Saved data listing:
• • •
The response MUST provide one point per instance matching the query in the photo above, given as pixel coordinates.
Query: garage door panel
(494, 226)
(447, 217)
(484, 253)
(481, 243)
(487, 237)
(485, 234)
• • •
DIRECTIONS —
Copy the listing above line for line, with no changes.

SOLUTION BELOW —
The response MUST provide one point per instance matching the query in the photo above, given as pixel coordinates.
Query: garage door panel
(494, 226)
(447, 217)
(484, 253)
(481, 243)
(487, 237)
(485, 234)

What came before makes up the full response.